Could you duplicate the comment below on separating P and NP, from "This could be" up to and including "only computational complexity."?

Text passage

· · · · ·

7. Bhupinder Singh Anand Says:

Perhaps we need to consider the problem of separating the classes P and NP logically from a finitary arithmetical—rather than computational—perspective.

Specifically, one which is based on explicitly highlighting that the assignment of satisfaction and truth values to number-theoretic formulas under an interpretation can be constructively defined in two distinctly different ways: (a) in terms of algorithmic verifiability, and (b) in terms of algorithmic computability.

From this perspective, standard interpretations of the formal definitions of the classes P and NP can be seen to implicitly assume that every propositional formula which is algorithmically verifiable is necessarily algorithmically computable; which implies that the differentiation between the classes P and NP is only quantitative, and can therefore be adequately expressed in terms of computational complexity.

This could be why such interpretations seem dead-ended, since we can argue that there are classically defined arithmetic formulas which are algorithmically verifiable but not algorithmically computable; and so the differentiation between the classes P and NP is also qualitative, and cannot be adequately expressed in terms of only computational complexity.

Specifically, we can show how Gödel’s $\beta$-function uniquely corresponds some real numbers to algorithmically verifiable arithmetical formulas that are not algorithmically computable.

If we could locate one such formula, it would be a genuinely random, and not pseudo-random, number generator!

8. Bhupinder Singh Anand Says:

Perhaps we need to consider the problem of separating the classes P and NP logically from a finitary arithmetical perspective, which is based on explicitly highlighting that the assignment of satisfaction and truth values to number-theoretic formulas under an interpretation can be constructively defined in two distinctly different ways: (a) in terms of algorithmic verifiability, and (b) in terms of algorithmic computability.

· · · · ·

Data segment
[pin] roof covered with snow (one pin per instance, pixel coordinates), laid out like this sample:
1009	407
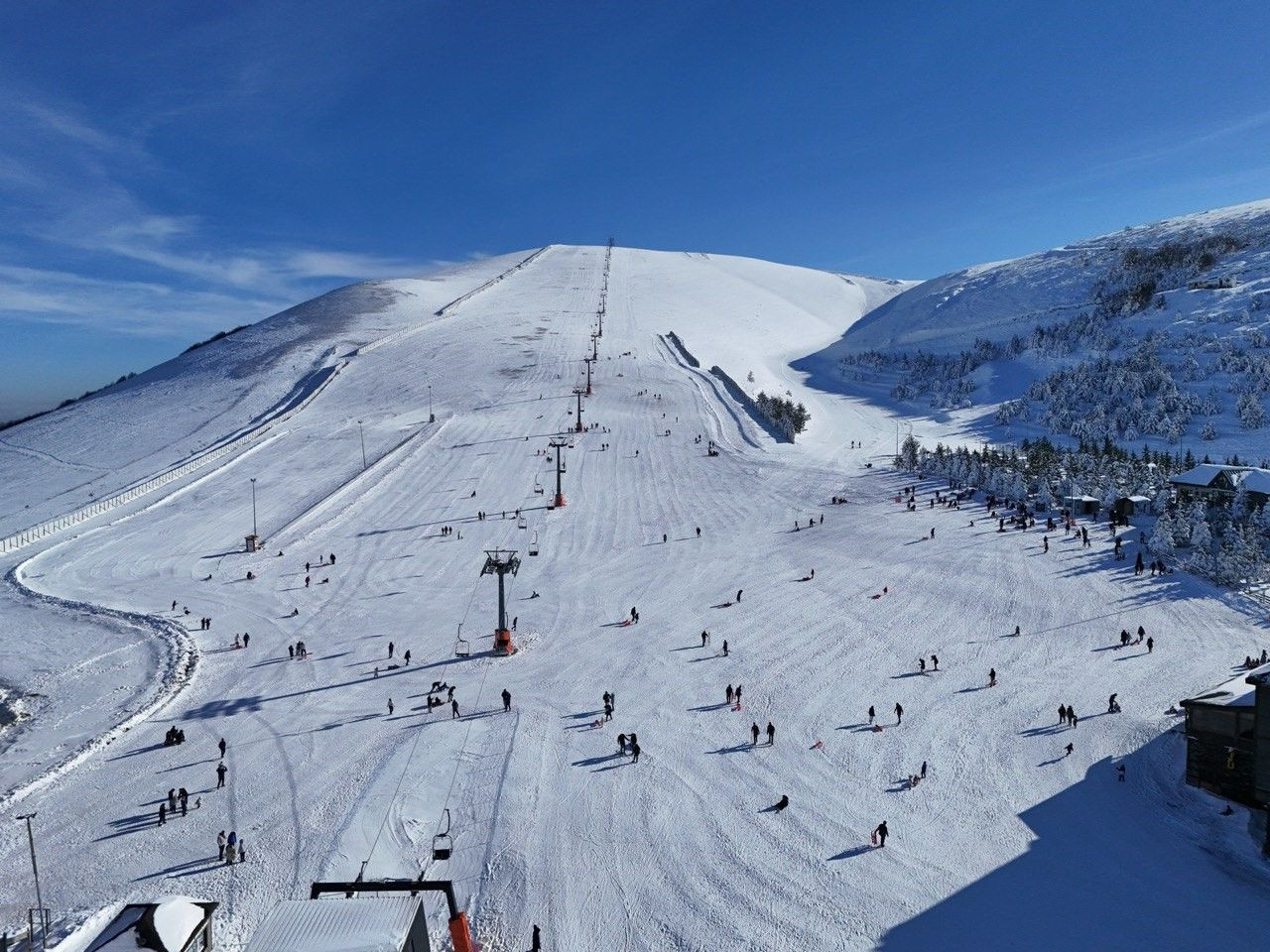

· · · · ·

Solution for this problem
This could be why such interpretations seem dead-ended, since we can argue that there are classically defined arithmetic formulas which are algorithmically verifiable but not algorithmically computable; and so the differentiation between the classes P and NP is also qualitative, and cannot be adequately expressed in terms of only computational complexity.